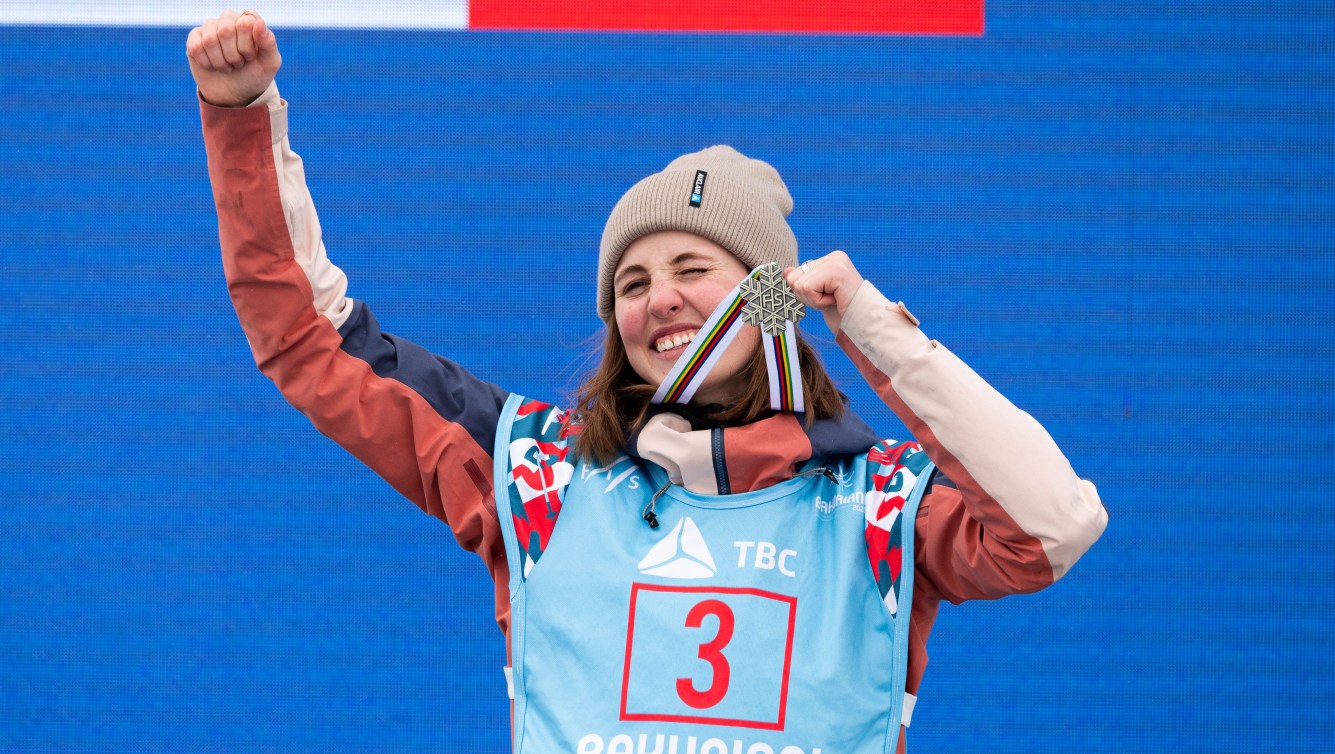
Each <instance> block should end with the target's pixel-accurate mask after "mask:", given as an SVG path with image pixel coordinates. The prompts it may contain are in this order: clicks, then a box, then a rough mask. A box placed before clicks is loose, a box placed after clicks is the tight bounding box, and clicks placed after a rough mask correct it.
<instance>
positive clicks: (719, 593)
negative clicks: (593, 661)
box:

________________________________________

Exercise objective → Reproduce every item above word for word, leaving the pictures out of your answer.

Problem solution →
Each <instance> block should end with the target's pixel-accurate mask after "mask:", given as an SVG path with image pixel coordinates. The prompts it may contain are in this order: clicks, then a box, then a rough mask. A box placed before clicks is loose, a box placed after clicks is the tight bounding box, and clicks placed after a rough mask correct it.
<instance>
positive clicks: (719, 593)
negative clicks: (593, 661)
box:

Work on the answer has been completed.